### INSTRUCTIONS FOR THE TASK
Exactly as they appear below, repeat the lines from the one with "Target: red sock" through the one with "Could you spot the player name", and no others.
++++ DATA FOR THE TASK
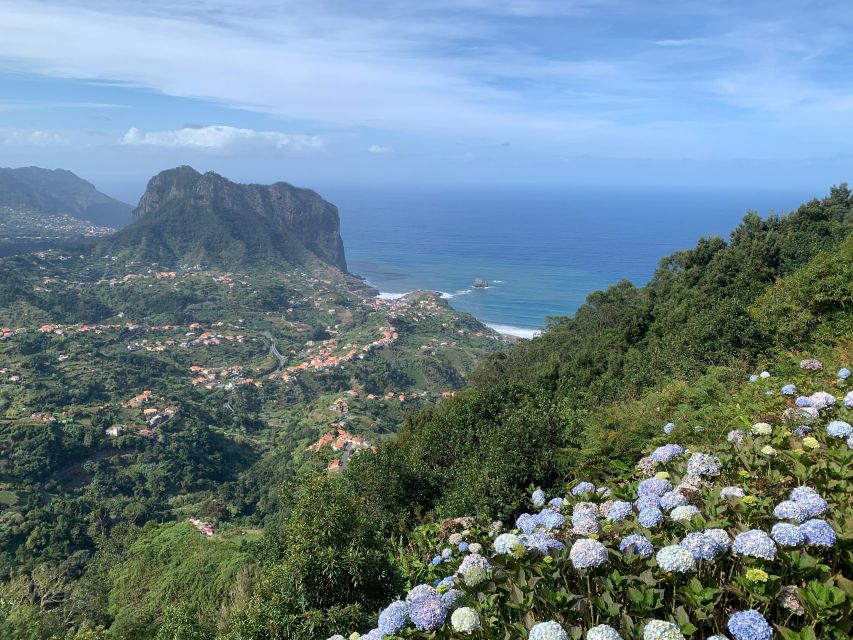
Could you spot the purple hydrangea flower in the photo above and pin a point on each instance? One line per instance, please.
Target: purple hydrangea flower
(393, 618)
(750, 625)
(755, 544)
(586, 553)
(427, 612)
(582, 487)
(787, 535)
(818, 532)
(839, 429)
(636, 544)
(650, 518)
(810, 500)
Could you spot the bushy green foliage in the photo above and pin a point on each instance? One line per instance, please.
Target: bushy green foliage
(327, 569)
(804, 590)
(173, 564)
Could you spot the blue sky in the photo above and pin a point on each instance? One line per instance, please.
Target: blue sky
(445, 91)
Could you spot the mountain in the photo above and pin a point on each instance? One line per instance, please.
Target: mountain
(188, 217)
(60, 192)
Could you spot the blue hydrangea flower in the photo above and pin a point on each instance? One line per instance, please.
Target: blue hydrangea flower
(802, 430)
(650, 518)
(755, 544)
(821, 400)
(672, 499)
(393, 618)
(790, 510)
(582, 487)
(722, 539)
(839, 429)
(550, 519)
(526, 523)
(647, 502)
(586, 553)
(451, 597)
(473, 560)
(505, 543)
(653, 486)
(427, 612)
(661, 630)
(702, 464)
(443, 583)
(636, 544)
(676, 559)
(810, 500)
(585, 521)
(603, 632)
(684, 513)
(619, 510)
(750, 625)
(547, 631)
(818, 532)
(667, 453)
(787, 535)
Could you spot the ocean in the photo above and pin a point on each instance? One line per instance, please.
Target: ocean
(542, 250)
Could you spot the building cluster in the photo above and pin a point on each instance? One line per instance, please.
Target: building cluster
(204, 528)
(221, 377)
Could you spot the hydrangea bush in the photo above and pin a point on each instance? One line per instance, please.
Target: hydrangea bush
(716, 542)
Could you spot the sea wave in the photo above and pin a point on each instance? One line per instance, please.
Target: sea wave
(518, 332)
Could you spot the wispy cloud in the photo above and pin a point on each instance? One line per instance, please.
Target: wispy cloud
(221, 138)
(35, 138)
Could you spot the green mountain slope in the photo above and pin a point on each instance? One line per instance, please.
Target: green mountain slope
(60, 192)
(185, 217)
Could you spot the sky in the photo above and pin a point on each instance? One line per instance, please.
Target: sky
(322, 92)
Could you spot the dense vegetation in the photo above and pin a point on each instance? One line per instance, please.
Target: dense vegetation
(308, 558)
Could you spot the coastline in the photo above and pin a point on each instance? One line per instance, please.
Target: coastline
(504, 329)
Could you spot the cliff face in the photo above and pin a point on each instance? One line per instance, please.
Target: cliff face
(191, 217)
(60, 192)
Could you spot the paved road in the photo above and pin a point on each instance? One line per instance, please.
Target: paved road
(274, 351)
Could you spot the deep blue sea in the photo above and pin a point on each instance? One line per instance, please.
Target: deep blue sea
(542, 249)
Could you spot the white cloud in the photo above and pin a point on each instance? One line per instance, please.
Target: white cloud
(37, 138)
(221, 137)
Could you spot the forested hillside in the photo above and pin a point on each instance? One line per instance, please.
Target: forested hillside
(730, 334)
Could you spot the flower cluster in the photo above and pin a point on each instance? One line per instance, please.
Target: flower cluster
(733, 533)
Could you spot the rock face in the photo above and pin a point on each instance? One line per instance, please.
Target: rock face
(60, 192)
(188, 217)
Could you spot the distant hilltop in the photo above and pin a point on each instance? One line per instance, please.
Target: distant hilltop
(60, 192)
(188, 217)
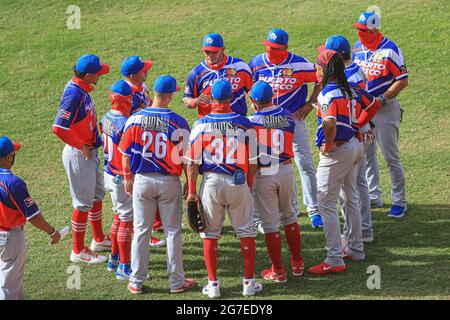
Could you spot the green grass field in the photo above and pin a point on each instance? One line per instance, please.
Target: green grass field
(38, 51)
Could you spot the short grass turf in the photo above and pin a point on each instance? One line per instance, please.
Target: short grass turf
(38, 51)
++++++++
++++ DATA FOR THE TASK
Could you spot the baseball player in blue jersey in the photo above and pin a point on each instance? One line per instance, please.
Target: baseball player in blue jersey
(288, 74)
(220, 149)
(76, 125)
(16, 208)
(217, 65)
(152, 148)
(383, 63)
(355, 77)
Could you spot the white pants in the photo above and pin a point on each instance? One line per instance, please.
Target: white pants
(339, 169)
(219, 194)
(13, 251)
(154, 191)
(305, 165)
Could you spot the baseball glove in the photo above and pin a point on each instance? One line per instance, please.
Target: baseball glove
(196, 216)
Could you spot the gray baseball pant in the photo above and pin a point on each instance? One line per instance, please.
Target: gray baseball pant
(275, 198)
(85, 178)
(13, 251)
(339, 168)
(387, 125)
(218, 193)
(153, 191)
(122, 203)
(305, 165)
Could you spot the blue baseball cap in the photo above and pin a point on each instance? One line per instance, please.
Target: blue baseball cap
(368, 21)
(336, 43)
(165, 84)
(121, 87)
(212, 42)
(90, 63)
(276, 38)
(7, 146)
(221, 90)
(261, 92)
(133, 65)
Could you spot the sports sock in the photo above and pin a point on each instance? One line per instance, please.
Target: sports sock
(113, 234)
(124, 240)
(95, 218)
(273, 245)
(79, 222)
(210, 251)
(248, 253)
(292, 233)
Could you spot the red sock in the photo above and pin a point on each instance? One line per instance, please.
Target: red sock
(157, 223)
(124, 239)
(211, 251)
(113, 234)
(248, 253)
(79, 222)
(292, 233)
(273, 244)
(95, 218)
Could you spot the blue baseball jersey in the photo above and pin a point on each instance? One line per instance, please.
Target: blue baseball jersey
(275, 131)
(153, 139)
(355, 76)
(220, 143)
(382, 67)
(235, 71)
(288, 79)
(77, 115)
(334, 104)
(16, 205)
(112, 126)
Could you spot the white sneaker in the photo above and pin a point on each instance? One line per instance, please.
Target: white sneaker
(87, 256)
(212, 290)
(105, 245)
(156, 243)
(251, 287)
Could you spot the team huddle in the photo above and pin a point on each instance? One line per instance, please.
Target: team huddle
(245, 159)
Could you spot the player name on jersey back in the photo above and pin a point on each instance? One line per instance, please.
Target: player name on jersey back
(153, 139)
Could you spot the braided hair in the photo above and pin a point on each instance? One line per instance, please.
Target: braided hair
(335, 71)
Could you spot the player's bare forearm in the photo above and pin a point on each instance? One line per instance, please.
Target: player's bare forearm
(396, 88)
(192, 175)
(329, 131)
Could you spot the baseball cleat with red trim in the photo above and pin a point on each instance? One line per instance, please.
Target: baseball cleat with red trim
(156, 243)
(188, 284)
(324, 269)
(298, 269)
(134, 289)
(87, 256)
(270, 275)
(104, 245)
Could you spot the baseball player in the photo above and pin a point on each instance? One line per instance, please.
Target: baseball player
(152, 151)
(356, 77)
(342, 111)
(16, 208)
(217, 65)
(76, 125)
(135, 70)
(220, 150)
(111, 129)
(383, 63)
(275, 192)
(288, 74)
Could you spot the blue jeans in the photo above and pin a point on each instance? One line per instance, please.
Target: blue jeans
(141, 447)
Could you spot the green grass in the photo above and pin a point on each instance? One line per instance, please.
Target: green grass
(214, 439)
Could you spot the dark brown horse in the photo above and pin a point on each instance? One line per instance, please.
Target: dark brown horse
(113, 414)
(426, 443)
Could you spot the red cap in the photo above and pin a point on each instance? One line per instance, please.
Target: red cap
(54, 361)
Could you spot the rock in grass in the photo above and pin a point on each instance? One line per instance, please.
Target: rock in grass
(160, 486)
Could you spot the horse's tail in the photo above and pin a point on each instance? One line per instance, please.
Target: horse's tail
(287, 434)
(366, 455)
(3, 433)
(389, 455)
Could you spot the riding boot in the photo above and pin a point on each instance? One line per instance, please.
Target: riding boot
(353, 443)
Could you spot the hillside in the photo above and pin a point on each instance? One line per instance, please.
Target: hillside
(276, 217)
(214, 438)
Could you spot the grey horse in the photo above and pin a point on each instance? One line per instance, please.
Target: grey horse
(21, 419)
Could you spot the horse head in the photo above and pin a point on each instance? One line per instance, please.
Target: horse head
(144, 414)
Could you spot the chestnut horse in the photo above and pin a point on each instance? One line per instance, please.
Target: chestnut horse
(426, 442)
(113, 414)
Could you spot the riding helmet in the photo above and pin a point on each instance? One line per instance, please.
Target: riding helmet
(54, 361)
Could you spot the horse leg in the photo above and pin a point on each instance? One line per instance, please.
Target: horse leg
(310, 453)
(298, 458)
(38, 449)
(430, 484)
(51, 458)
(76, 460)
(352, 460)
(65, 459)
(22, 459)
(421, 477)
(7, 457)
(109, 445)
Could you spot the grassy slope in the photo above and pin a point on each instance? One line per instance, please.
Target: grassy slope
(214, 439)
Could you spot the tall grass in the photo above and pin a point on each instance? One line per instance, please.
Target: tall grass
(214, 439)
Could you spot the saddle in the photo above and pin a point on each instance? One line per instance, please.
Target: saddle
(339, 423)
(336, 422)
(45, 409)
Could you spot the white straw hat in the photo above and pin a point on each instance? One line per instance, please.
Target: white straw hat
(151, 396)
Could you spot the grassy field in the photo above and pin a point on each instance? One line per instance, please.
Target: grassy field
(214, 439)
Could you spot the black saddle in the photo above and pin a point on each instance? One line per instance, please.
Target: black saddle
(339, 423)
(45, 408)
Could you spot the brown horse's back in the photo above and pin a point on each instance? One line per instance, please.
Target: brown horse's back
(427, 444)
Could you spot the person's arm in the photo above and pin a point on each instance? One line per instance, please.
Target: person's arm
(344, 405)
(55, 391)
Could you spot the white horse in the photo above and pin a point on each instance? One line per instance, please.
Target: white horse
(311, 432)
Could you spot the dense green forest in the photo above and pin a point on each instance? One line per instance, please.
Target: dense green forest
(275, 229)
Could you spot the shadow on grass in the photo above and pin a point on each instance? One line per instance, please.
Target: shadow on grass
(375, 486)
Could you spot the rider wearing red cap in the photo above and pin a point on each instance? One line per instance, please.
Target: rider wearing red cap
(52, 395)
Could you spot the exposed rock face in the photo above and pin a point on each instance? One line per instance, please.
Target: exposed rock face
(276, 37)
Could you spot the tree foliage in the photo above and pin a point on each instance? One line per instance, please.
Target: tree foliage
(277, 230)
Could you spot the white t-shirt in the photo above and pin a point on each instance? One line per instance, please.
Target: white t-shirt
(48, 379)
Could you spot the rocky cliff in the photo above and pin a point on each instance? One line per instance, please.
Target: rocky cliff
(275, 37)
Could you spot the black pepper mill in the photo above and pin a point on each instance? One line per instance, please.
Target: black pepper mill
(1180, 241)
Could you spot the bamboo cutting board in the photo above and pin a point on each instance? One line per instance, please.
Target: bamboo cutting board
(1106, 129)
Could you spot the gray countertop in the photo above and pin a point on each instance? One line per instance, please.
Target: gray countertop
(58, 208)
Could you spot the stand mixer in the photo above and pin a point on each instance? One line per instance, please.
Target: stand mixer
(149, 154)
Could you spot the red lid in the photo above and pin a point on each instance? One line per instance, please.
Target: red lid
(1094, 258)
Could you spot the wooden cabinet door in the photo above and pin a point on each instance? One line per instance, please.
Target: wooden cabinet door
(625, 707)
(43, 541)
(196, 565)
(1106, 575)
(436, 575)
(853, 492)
++++++++
++++ DATA FOR THE TASK
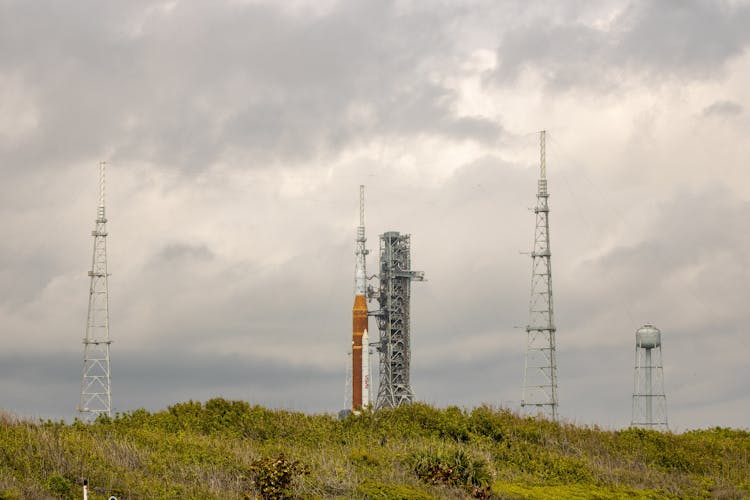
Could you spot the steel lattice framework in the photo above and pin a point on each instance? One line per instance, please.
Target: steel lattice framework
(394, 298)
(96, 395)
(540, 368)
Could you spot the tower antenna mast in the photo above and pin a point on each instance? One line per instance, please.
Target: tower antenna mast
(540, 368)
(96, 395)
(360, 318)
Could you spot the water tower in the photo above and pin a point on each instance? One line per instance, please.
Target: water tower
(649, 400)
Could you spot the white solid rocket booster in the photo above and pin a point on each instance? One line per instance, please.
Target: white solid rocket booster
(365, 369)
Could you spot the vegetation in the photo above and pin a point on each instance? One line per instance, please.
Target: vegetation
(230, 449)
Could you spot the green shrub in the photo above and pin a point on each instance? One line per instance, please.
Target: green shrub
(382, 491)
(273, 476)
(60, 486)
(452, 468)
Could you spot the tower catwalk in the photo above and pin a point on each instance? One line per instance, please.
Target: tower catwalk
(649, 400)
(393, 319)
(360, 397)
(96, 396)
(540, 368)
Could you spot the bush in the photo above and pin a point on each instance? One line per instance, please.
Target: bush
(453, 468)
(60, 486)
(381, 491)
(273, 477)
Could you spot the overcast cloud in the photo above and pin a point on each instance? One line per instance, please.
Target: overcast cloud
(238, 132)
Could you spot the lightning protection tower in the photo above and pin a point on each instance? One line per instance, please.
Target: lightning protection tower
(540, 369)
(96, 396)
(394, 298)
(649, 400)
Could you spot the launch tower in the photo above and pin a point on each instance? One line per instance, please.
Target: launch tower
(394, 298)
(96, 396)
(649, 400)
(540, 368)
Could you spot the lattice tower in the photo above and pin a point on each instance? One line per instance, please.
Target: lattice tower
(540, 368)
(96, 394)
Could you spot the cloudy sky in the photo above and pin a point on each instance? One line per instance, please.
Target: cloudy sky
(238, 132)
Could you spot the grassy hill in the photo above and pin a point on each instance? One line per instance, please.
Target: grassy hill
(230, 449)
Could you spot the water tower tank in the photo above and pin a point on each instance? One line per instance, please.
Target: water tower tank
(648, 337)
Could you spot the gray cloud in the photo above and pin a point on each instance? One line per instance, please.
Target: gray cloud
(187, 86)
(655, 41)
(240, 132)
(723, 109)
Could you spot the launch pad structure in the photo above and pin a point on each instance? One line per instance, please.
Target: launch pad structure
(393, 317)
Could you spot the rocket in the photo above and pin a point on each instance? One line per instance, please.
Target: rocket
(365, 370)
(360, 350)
++++++++
### RESPONSE TO THE EXERCISE
Target: red sock
(157, 223)
(124, 239)
(211, 251)
(113, 234)
(248, 253)
(79, 222)
(292, 233)
(273, 244)
(95, 218)
Could you spot the blue baseball jersey in the photo above and pin a point on each instance? One line per instance, please.
Target: blue baseball jersey
(275, 131)
(153, 139)
(355, 76)
(220, 143)
(382, 67)
(235, 71)
(288, 79)
(77, 115)
(334, 104)
(16, 205)
(112, 126)
Could you spot the white sneaker in the photo above and pin a point on each instance? One line per instance, please.
Target: white sneaker
(87, 256)
(212, 290)
(105, 245)
(156, 243)
(251, 287)
Could you spot the team huddle in the photo above and pin a point on each instance? One line per instance, please.
Target: team huddle
(245, 159)
Could you spot the player name on jersey back in the photo above and pin a point on each instance? One line per instance, please.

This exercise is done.